Every block receives a unique ID at creation time. SiYuan uses a time-based ID format that encodes when and where a block was created:

// kernel/util/id.go
package util

import (
    "fmt"
    "time"
    "math/rand"
)

// NewBlockID generates a unique block identifier.
// Format: YYYYMMDDHHmmss-XXXXXXX (timestamp + 7-char random suffix)
func NewBlockID() string {
    now := time.Now()
    timestamp := now.Format("20060102150405")
    suffix := fmt.Sprintf("%07x", rand.Intn(0x10000000))
    return fmt.Sprintf("%s-%s", timestamp, suffix)
}

// ParseBlockIDTime extracts the creation timestamp from a block ID
func ParseBlockIDTime(id string) (time.Time, error) {
    if len(id) < 14 {
        return time.Time{}, fmt.Errorf("invalid block ID: %s", id)
    }
    return time.ParseInLocation("20060102150405", id[:14], time.Local)
}

Example block IDs:

20240115143026-abc1234   // Created Jan 15, 2024 at 14:30:26
20240115143026-def5678   // Created at same second, different suffix
20240116091500-0a1b2c3   // Created Jan 16, 2024 at 09:15:00

Block Tree Structure

Blocks form a tree hierarchy. A document is the root, and all blocks nest within it. This tree structure is the backbone of SiYuan's data model.

• [Listing]
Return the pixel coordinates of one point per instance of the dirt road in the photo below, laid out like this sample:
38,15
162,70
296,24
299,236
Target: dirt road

• [What this task involves]
Extend the SiYuan block text past its last sentence. The material has nothing to do with the SiYuan block text.

• [Result for this exercise]
graph TD
    DOC["Document Block (d)<br/>id: 20240115-root"]
    H1["Heading Block (h)<br/>id: 20240115-h001<br/>'Introduction'"]
    P1["Paragraph Block (p)<br/>id: 20240115-p001<br/>'Welcome to...'"]
    P2["Paragraph Block (p)<br/>id: 20240115-p002<br/>'SiYuan is...'"]
    H2["Heading Block (h)<br/>id: 20240115-h002<br/>'Features'"]
    L1["List Block (l)<br/>id: 20240115-l001"]
    LI1["List Item (i)<br/>id: 20240115-i001<br/>'Block editing'"]
    LI2["List Item (i)<br/>id: 20240115-i002<br/>'Bi-directional links'"]
    LI3["List Item (i)<br/>id: 20240115-i003<br/>'SQL queries'"]
    C1["Code Block (c)<br/>id: 20240115-c001"]

    DOC --> H1
    DOC --> H2
    H1 --> P1
    H1 --> P2
    H2 --> L1
    H2 --> C1
    L1 --> LI1
    L1 --> LI2
    L1 --> LI3

    classDef doc fill:#e1f5fe,stroke:#01579b
    classDef heading fill:#fff3e0,stroke:#e65100
    classDef content fill:#f3e5f5,stroke:#4a148c
    classDef list fill:#e8f5e9,stroke:#1b5e20

    class DOC doc
    class H1,H2 heading
    class P1,P2,C1 content
    class L1,LI1,LI2,LI3 list
Loading

Tree Operations in Go

SiYuan's kernel implements tree operations for building and traversing the block hierarchy:

// kernel/treenode/tree.go
package treenode

import "sync"

// Tree represents a document's block tree in memory
type Tree struct {
    ID       string  // Document (root) block ID
    Root     *Node   // Root node of the tree
    Box      string  // Notebook ID containing this tree
    Path     string  // File path within the notebook
    mu       sync.RWMutex
}

// Node represents a single block in the tree
type Node struct {
    ID         string
    Type       string
    Content    string
    Properties map[string]string  // Custom attributes (key-value)
    Children   []*Node
    Parent     *Node
    Next       *Node              // Next sibling
    Previous   *Node              // Previous sibling
}

// Walk traverses the tree depth-first, calling fn for each node.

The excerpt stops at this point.